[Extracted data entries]
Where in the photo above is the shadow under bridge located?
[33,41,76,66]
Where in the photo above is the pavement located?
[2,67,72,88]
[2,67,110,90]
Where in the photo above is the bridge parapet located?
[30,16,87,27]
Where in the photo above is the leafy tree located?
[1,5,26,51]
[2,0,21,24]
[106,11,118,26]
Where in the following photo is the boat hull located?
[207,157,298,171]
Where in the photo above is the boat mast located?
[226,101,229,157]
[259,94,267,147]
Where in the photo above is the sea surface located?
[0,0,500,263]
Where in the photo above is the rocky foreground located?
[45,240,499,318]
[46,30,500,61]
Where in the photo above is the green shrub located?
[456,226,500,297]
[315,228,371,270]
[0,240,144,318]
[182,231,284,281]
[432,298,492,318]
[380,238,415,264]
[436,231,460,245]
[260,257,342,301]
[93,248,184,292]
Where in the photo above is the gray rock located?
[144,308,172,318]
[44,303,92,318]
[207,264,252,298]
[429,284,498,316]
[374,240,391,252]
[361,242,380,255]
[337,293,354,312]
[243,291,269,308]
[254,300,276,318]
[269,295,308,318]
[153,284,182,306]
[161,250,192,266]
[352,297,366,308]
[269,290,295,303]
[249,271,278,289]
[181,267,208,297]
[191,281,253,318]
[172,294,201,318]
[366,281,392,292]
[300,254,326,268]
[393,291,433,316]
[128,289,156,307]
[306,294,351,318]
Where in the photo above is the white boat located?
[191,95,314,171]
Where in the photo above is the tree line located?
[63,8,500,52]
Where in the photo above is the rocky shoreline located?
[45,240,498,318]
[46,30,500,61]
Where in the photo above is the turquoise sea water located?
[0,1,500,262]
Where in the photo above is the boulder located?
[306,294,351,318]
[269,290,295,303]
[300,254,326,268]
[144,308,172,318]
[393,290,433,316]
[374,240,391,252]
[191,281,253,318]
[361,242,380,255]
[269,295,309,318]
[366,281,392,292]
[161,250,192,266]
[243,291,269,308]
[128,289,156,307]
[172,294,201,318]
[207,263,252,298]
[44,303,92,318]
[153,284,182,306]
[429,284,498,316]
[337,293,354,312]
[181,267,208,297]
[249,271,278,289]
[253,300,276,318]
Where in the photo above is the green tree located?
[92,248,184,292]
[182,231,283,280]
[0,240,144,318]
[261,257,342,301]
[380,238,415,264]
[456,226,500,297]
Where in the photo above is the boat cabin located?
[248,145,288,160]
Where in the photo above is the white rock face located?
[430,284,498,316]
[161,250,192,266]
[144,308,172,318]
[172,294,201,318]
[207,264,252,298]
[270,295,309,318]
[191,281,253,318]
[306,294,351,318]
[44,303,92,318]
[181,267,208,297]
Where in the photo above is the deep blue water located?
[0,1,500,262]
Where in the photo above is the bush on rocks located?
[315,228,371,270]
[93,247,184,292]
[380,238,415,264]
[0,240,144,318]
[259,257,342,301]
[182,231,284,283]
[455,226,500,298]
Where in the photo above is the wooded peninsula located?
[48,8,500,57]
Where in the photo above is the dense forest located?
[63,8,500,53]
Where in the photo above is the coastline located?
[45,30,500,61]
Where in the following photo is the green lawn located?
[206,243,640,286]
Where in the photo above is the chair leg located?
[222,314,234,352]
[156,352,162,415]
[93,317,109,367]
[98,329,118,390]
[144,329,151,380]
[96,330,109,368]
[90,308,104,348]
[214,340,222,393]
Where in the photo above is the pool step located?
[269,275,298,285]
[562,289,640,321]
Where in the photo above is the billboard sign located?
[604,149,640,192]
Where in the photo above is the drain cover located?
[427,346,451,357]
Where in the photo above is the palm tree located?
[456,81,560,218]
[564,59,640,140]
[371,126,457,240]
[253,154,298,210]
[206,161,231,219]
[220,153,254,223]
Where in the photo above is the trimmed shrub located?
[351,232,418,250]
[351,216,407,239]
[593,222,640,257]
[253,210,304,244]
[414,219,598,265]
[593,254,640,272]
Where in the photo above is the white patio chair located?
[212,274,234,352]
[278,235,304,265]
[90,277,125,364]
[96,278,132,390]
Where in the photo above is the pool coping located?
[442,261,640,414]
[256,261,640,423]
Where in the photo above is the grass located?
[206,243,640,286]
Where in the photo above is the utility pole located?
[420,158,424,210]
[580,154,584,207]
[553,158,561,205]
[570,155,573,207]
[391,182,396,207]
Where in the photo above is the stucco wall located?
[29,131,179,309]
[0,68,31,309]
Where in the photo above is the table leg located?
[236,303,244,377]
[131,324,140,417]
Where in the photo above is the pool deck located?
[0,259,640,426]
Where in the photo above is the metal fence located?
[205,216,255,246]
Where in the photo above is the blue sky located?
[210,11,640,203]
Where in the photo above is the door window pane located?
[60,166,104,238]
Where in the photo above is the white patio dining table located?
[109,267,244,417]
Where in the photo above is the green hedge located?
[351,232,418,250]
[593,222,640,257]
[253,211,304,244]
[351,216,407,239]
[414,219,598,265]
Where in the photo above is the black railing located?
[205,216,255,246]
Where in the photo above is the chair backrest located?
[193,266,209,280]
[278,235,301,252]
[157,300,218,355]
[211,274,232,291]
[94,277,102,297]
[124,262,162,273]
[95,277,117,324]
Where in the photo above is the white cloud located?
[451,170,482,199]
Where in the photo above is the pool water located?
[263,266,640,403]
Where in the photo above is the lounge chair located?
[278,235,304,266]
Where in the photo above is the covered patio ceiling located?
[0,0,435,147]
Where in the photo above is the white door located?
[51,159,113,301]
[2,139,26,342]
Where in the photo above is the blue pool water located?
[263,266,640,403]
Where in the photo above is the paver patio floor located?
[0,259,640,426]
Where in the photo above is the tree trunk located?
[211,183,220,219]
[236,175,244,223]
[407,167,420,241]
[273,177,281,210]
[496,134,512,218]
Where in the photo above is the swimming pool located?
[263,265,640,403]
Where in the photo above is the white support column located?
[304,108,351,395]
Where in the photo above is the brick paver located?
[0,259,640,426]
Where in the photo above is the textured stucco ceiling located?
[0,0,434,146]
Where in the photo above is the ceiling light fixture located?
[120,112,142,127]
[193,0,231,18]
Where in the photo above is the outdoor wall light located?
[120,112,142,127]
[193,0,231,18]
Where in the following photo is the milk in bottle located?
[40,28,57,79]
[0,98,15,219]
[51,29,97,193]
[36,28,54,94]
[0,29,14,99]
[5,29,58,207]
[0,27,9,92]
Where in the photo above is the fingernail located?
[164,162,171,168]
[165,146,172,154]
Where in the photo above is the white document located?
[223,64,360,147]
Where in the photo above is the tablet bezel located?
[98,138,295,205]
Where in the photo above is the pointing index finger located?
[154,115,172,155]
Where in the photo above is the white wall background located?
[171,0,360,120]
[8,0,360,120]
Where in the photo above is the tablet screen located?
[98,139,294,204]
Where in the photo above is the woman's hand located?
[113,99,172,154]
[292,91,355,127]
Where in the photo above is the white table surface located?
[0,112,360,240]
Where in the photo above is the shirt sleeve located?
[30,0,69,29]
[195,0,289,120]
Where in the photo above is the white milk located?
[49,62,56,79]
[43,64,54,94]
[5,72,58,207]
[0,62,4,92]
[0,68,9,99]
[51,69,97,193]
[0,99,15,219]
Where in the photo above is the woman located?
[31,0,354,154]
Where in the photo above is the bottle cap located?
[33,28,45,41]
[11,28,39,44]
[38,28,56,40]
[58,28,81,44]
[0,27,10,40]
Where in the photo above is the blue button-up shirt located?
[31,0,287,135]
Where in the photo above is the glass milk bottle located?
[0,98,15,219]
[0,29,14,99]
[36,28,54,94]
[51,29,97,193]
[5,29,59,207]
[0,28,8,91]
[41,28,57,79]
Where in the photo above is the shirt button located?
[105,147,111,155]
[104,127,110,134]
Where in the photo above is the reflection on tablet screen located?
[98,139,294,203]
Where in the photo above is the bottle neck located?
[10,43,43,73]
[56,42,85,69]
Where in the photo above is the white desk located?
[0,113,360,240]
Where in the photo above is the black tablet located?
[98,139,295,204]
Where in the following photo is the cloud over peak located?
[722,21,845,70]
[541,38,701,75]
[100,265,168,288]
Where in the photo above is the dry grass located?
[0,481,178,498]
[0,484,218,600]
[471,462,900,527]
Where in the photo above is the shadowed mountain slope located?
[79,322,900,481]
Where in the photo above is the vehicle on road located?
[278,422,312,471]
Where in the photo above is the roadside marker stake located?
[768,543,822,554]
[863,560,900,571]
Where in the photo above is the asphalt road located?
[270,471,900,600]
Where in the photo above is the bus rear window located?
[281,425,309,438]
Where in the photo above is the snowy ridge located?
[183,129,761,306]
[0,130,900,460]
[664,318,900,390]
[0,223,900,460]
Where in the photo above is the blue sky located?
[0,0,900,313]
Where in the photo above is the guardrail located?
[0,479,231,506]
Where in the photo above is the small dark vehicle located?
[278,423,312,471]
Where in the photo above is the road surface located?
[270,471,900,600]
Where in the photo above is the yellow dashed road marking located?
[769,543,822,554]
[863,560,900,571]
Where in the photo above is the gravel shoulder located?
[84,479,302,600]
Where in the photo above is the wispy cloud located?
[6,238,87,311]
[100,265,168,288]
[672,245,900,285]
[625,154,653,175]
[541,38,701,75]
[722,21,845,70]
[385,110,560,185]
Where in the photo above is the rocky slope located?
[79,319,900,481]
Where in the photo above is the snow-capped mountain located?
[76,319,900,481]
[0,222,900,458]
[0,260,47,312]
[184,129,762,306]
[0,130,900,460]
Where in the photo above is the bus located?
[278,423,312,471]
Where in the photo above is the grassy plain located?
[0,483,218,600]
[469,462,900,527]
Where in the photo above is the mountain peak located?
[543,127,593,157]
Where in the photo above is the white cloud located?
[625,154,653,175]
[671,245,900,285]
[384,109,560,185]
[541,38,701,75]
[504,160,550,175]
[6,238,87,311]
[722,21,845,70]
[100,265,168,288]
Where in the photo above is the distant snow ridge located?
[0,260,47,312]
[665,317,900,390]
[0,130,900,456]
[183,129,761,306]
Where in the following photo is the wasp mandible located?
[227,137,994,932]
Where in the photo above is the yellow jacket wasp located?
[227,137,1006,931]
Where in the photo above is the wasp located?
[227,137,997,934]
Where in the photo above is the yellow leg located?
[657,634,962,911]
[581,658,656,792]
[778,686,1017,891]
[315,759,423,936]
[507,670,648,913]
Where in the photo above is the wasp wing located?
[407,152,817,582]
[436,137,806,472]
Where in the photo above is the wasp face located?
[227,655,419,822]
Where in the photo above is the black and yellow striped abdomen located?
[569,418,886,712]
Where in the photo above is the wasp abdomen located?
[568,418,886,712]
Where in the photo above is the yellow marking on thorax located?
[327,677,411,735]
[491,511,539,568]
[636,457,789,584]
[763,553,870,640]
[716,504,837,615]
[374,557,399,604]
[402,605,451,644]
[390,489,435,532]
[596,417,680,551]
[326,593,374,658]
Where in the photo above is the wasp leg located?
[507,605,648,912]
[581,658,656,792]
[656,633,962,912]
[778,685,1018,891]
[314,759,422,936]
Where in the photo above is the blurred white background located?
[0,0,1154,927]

EXERCISE TASK ▸
Could you output the material from the line with "Where in the photo above is the yellow leg" up to and including the end of the material as a two-column CSV with the columns request and answer? Use one row per request, put its text and its answer each in a single quoted field, and turn line breaks into spaces.

OUTPUT OF THE EXERCISE ▸
request,answer
"Where in the photo above is the yellow leg located?","[657,634,962,911] [581,658,656,792] [778,686,1017,891] [315,759,423,936] [507,670,648,913]"
"Where in the photo above is the wasp wing located?","[407,152,817,582] [436,137,806,472]"
"Where in the photo above is the wasp face located?","[227,655,419,822]"
"Where in the photo above is the black and yellow striped abdomen located?","[569,418,886,712]"
"Where in the photo above is the wasp abdomen located?","[568,418,886,712]"
"Where in the photo above is the yellow marking on thorax located?","[327,677,411,735] [491,511,539,568] [636,457,789,584] [763,553,870,640] [716,504,837,615] [374,557,399,604] [402,605,451,644] [390,489,435,532] [596,417,680,551] [326,593,374,658]"
"Where in the photo above is the wasp leg located?","[507,605,648,912] [581,658,656,792] [656,633,962,912] [778,685,1018,891] [314,759,422,936]"
"Where in the photo above is the blurred white background located?","[0,0,1154,927]"